### Challenge A
In the records, give the part that opens with the line containing "Kindly give the mask of every instance of the town." and closes with the line containing "[[[253,79],[106,71],[1,77],[1,191],[256,191]]]" as a JSON list of strings, one string per line and blank lines left out.

Level Up Your 5E D&D Game with Evocative Descriptions
Play Your Next 5E D&D Game as a Mind Breaker

Salutations, nerds! I’m going to get a little bit eldritch and talk about the aberration creature type in fifth edition Dungeons & Dragons. What they do, what unifies this creature type, what they generally feel like. You know the drill. We’re also going to highlight five iconic aberrations, so make sure to stay tuned for the end of the article for that!

Aberration creatures in 5E D&D

Aberrations are described as alien beings that draw power from their strange nature rather than magic as we know it. A lot of aberrations have powers associated with brain stuff and minds that cannot be read or a penchant for devouring brains. Regardless, the scary thing about an aberration is their unfathomable motives. These things crawled straight out of a Lovecraftian short story.

Most aberrations in 5E D&D are evil (though the flumph is a notable exception) and many tend to be very old as a carry over from a time before time. There’s a certain kind of creepiness you get from an aberration you just can’t find in anything else. Suffice it to say aberrations were voted Most Likely to have Face Tentacles in the year book.

### Challenge B
Rewrite the paragraph of the aberrations text that begins "Aberrations are described as alien beings" in a shorter form, keeping its main facts.

### Data records
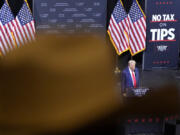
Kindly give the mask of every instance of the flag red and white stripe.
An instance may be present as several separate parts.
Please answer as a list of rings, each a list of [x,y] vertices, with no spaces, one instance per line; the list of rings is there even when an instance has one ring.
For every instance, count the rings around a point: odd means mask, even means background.
[[[132,55],[146,48],[146,17],[136,0],[133,1],[129,12],[129,45]]]

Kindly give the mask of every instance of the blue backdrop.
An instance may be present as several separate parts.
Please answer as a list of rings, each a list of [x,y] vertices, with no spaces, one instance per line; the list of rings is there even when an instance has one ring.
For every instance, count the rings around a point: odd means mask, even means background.
[[[34,0],[37,31],[106,33],[107,0]]]

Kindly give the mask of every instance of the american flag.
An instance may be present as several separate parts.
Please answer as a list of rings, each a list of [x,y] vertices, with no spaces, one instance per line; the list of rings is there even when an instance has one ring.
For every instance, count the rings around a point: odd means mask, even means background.
[[[35,39],[35,26],[32,13],[26,2],[23,3],[22,8],[16,16],[15,24],[16,41],[20,44],[27,43]]]
[[[130,51],[132,55],[136,55],[146,48],[146,17],[141,10],[137,0],[133,0],[133,4],[129,11],[129,16]]]
[[[120,0],[111,15],[108,34],[118,55],[129,50],[129,20]]]
[[[15,48],[14,40],[14,16],[5,1],[0,9],[0,50],[3,55]]]

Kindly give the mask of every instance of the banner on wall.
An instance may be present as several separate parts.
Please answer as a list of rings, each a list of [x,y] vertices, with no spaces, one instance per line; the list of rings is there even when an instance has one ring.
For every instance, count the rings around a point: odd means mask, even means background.
[[[147,39],[143,68],[177,68],[179,0],[147,0]]]
[[[36,29],[45,33],[106,31],[107,0],[34,0]]]

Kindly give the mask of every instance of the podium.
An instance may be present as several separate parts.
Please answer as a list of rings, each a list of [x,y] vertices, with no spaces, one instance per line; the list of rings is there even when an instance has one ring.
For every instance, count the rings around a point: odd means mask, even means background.
[[[147,87],[138,87],[138,88],[128,88],[126,90],[127,97],[142,97],[150,91]]]

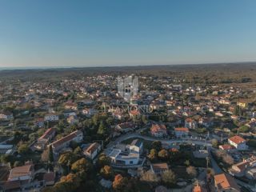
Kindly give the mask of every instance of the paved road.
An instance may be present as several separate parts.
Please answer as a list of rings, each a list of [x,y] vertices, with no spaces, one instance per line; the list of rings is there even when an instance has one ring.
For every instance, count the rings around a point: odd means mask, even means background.
[[[211,162],[211,166],[214,170],[215,174],[223,174],[223,170],[218,166],[218,163],[216,162],[215,159],[213,158],[212,154],[211,154],[211,151],[214,150],[214,149],[213,149],[212,147],[210,147],[210,162]]]
[[[134,133],[134,134],[127,134],[125,135],[122,135],[119,138],[118,138],[115,141],[110,142],[109,145],[110,146],[114,146],[116,144],[118,144],[125,140],[127,140],[129,138],[142,138],[146,141],[160,141],[162,143],[165,144],[172,144],[172,143],[176,143],[176,142],[187,142],[187,143],[194,143],[196,145],[202,145],[202,146],[211,146],[211,144],[210,142],[206,142],[204,140],[200,140],[200,139],[194,139],[194,138],[182,138],[182,139],[165,139],[165,138],[158,138],[154,137],[150,137],[150,136],[145,136],[145,135],[141,135],[139,134]],[[107,146],[108,147],[108,146]]]

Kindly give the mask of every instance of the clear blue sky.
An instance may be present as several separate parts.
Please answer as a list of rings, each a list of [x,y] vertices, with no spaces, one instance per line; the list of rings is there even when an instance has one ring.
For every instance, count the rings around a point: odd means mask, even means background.
[[[248,61],[255,0],[0,0],[0,67]]]

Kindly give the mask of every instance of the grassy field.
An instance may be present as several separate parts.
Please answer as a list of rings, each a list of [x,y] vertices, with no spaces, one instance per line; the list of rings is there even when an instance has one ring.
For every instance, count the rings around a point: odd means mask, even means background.
[[[130,144],[132,142],[132,141],[134,141],[134,139],[137,139],[136,138],[129,138],[127,140],[125,140],[123,141],[122,143],[123,144]],[[143,147],[145,149],[147,149],[147,150],[150,150],[151,149],[151,143],[152,142],[150,141],[146,141],[146,140],[144,140],[144,139],[142,139],[142,138],[138,138],[139,141],[142,141],[143,142]]]

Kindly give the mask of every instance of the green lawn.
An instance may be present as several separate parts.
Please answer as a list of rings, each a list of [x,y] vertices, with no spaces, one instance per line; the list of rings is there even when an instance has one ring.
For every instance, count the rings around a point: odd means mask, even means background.
[[[137,139],[136,138],[128,138],[125,141],[122,141],[122,143],[123,144],[130,144],[132,142],[132,141],[134,141],[134,139]],[[147,150],[150,150],[151,149],[151,143],[152,142],[150,141],[146,141],[146,140],[144,140],[144,139],[142,139],[142,138],[138,138],[139,141],[142,141],[143,142],[143,147],[145,149],[147,149]]]

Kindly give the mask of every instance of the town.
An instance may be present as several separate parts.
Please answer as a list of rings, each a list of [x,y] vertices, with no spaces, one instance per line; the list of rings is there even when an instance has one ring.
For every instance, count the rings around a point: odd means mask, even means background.
[[[253,79],[106,71],[1,77],[1,191],[256,191]]]

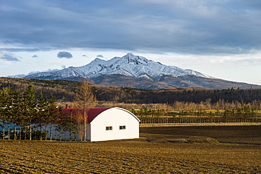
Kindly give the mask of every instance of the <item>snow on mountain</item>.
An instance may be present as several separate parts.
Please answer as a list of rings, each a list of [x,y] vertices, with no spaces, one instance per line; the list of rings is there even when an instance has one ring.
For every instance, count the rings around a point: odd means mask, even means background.
[[[66,79],[86,77],[92,79],[100,75],[123,75],[133,77],[159,80],[162,76],[179,77],[192,75],[205,78],[212,77],[200,72],[163,65],[145,57],[128,53],[123,57],[109,61],[96,58],[89,64],[80,67],[69,67],[55,72],[42,72],[25,76],[25,78]]]

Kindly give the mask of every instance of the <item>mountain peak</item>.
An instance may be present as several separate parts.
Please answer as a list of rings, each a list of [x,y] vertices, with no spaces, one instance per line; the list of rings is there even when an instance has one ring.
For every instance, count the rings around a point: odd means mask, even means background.
[[[150,83],[150,87],[147,86],[146,89],[159,89],[157,85],[162,85],[162,88],[228,88],[239,86],[247,88],[249,86],[216,79],[190,69],[166,66],[132,53],[128,53],[122,57],[116,56],[108,61],[96,58],[89,64],[81,67],[71,66],[55,72],[42,72],[25,77],[69,80],[80,80],[85,77],[98,85],[133,87],[141,87],[145,86],[144,84]],[[126,82],[130,79],[133,81],[127,85]]]
[[[126,60],[127,63],[133,65],[147,66],[147,63],[149,62],[149,60],[147,60],[146,58],[140,56],[135,56],[132,53],[127,54],[121,58]]]

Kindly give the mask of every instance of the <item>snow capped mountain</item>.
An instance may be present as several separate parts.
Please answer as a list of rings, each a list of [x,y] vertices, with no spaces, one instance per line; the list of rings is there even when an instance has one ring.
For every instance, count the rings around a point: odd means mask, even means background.
[[[176,66],[163,65],[148,60],[145,57],[128,53],[123,57],[114,57],[109,61],[98,58],[81,67],[69,67],[55,71],[43,72],[25,76],[25,78],[66,79],[72,77],[95,78],[101,75],[121,75],[136,78],[159,80],[162,76],[177,77],[195,75],[205,78],[213,78],[200,72],[183,70]]]
[[[97,58],[83,66],[37,73],[24,77],[73,81],[87,78],[90,83],[102,86],[152,89],[177,87],[261,88],[257,85],[224,80],[193,70],[163,65],[131,53],[123,57],[114,57],[109,61]]]

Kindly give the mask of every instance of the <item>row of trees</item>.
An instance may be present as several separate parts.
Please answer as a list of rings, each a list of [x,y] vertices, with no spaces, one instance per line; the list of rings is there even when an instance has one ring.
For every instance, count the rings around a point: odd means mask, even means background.
[[[73,102],[81,82],[61,80],[13,79],[0,77],[2,87],[25,90],[28,84],[34,85],[39,95],[55,95],[58,101]],[[1,88],[1,87],[0,87]],[[211,99],[211,104],[224,100],[226,102],[251,103],[261,100],[261,89],[142,89],[131,87],[101,87],[92,85],[91,89],[99,101],[125,104],[166,104],[175,101],[200,104]]]
[[[23,91],[3,87],[0,89],[0,126],[2,128],[0,138],[7,137],[16,139],[19,137],[20,139],[42,140],[44,137],[47,139],[47,128],[49,126],[51,140],[54,128],[59,132],[60,138],[62,133],[66,136],[66,132],[68,132],[71,139],[75,139],[72,135],[78,134],[80,138],[86,140],[87,111],[97,103],[87,82],[82,83],[75,92],[73,106],[78,108],[76,114],[73,114],[72,111],[70,113],[63,112],[62,108],[57,106],[52,94],[49,97],[44,96],[42,92],[36,94],[31,84]]]
[[[11,87],[4,87],[0,90],[0,125],[3,139],[6,137],[8,139],[13,137],[14,139],[19,137],[20,139],[28,138],[31,140],[36,138],[35,135],[38,135],[37,137],[40,139],[42,137],[47,139],[47,127],[54,123],[59,123],[57,129],[66,130],[72,127],[73,118],[65,116],[61,108],[58,108],[53,95],[46,97],[42,93],[39,96],[35,93],[32,85],[29,85],[23,92],[13,90]],[[13,128],[12,131],[11,125]],[[43,128],[45,128],[45,131],[43,131]],[[6,135],[6,128],[8,135]]]

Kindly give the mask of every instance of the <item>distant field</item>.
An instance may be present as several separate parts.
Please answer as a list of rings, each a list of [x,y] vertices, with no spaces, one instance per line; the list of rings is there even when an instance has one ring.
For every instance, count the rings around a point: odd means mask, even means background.
[[[0,173],[261,173],[261,125],[142,127],[140,137],[1,140]]]

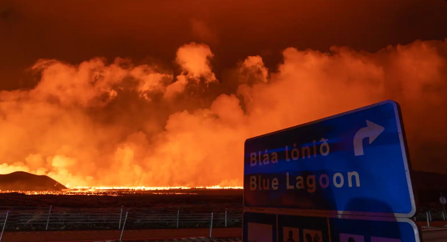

### Written answer A
[
  "Kindly give the mask of every instance of the town.",
  "An instance may be present as several separate parts.",
  "Please answer as a list of rings, each a list of [x,y] vertices, with no spaces, one instance per line; the list of rings is there even when an instance has one ring.",
  "For every instance, count the rings around a point: odd means mask, even means background.",
  "[[[253,79],[106,71],[1,77],[1,191],[256,191]]]"
]

### Written answer B
Aberrations are alien beings whose power comes from their strange nature, not from magic as we know it. Many have mind-related powers, minds that cannot be read, or a taste for devouring brains. The scariest thing about them is their unfathomable motives, like creatures from a Lovecraftian short story.